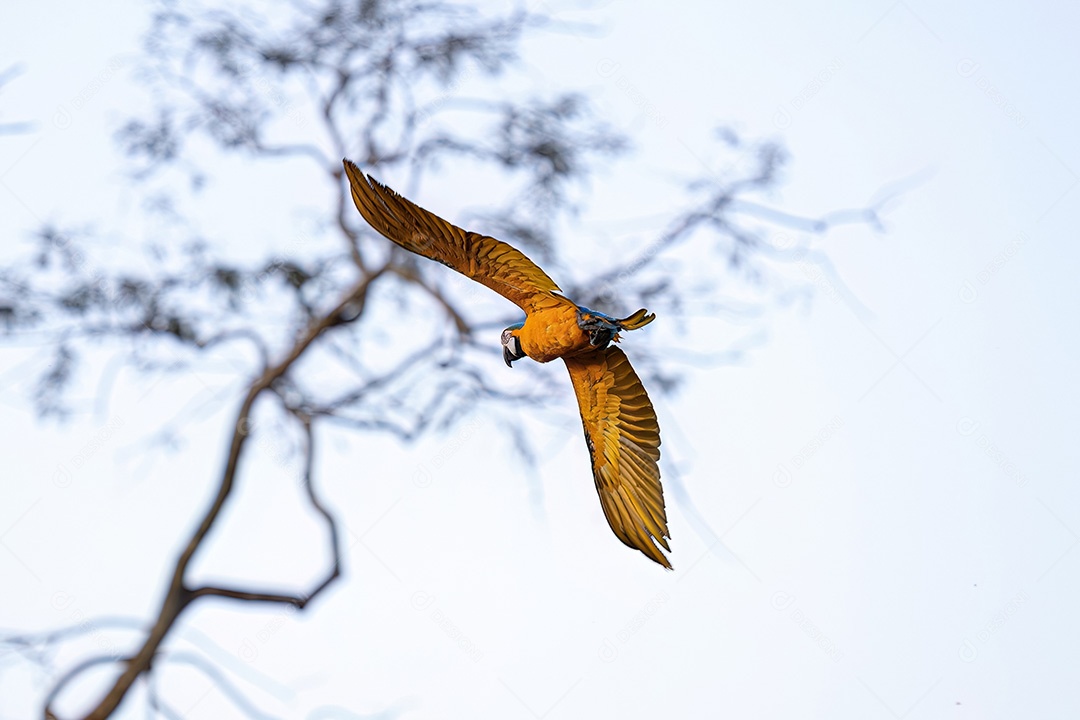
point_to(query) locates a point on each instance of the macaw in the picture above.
(620, 424)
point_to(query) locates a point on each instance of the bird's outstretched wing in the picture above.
(485, 259)
(623, 439)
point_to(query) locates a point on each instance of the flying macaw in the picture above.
(621, 429)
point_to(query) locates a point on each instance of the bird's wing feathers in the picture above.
(485, 259)
(623, 439)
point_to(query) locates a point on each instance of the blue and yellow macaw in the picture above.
(621, 429)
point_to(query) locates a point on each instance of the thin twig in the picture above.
(179, 596)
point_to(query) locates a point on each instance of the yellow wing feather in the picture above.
(485, 259)
(623, 440)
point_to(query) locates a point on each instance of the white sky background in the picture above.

◆ WHAT YOU HAVE TO DO: What must be returned is the line with "point_to(query) locates a point on each instance of the thin" plus every line after it to the end of the entries, exactly as they appear.

◆ RESPONSE TO THIS TASK:
point_to(query) locates a point on each instance of the thin twig in the picture above.
(179, 596)
point_to(query) locates a point on each instance of the yellow wing feather in the picture above.
(485, 259)
(623, 440)
point_to(query) locates a point on each instance of the white sky background in the picture above.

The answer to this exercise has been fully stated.